[Detection annotation records]
** start **
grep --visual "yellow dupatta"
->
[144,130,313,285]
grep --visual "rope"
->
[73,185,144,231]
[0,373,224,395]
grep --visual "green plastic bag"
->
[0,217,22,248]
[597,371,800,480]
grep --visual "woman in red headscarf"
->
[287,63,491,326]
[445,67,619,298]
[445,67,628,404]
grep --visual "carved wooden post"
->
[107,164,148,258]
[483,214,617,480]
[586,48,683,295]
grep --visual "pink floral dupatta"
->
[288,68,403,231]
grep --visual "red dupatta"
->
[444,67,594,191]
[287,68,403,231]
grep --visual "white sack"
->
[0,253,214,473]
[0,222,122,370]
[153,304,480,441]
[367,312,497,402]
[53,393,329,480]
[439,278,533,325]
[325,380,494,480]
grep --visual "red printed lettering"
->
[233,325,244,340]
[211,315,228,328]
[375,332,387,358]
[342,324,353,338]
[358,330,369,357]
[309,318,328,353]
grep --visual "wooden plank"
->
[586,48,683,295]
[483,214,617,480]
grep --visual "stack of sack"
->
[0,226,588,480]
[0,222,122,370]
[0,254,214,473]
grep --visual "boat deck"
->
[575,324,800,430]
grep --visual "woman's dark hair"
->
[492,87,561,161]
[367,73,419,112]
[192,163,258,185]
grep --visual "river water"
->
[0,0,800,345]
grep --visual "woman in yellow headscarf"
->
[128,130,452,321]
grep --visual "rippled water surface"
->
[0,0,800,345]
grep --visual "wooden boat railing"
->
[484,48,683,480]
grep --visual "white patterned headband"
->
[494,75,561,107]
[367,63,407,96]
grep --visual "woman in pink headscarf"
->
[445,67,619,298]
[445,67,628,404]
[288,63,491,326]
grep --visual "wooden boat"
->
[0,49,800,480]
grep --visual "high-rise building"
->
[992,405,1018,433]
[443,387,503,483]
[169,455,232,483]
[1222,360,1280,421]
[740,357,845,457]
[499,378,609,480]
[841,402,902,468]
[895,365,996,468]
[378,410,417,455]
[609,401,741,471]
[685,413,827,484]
** end **
* _Task details_
Rewrite all of the records above as a two-column CSV with the headers "query" and "result," one row per record. Put each record's text in "query" and its answer in "result," enclose each field in double quotes, and replace every line break with a space.

* _The output_
query,result
"grep --visual ""yellow dupatta"" ->","[144,130,313,285]"
"grep --visual ""rope"" ->","[73,185,144,231] [0,373,224,395]"
"grep --visual ""green plastic bag"" ->","[0,217,22,248] [597,371,800,480]"
"grep --visual ""woman in red headscarf"" ->","[287,63,491,326] [445,67,619,298] [445,67,628,404]"
"grep --visual ""carved wooden post"" ->","[107,164,148,258] [483,214,617,480] [586,48,683,295]"
"grep --visual ""pink floral dupatta"" ->","[288,68,403,231]"
"grep --visual ""red dupatta"" ->","[444,67,594,191] [287,68,403,231]"
"grep --visual ""white sack"" ->","[0,253,214,473] [0,222,122,370] [153,304,480,441] [367,312,497,402] [53,393,329,480] [439,278,533,325] [325,380,494,480]"
"grep --visual ""red printed lettering"" ->","[233,325,244,340] [211,315,228,328] [375,332,387,358] [342,324,353,338] [358,330,369,357] [309,318,328,353]"
"grep --visual ""wooden plank"" ->","[586,48,683,295] [483,214,617,480]"
"grep --visual ""stack of sack"" ->","[0,226,588,480] [0,222,122,370] [0,254,214,473]"
"grep --visual ""boat deck"" ->","[575,324,800,430]"
"grep --visual ""woman's dark hair"" ->","[492,87,561,161] [367,73,419,112] [192,163,258,185]"
"grep --visual ""river water"" ->","[0,0,800,345]"
"grep --visual ""woman in yellow headscarf"" ->","[128,130,452,321]"
"grep --visual ""rippled water surface"" ->","[0,0,800,345]"
"grep --visual ""wooden boat railing"" ->","[484,48,683,480]"
"grep --visual ""white patterned headband"" ->","[494,75,561,107] [367,63,407,96]"
"grep --visual ""woman in pink headscarf"" ->","[445,67,619,298] [445,67,628,404] [288,63,491,326]"
"grep --visual ""wooden boat"" ->","[0,49,800,480]"
"grep --visual ""high-rise building"" ->","[992,405,1018,433] [443,387,503,483] [169,455,232,483] [1222,360,1280,421] [740,357,845,457] [499,378,609,480] [841,402,902,468] [895,365,996,468] [378,410,417,455] [609,401,741,471] [685,413,827,484]"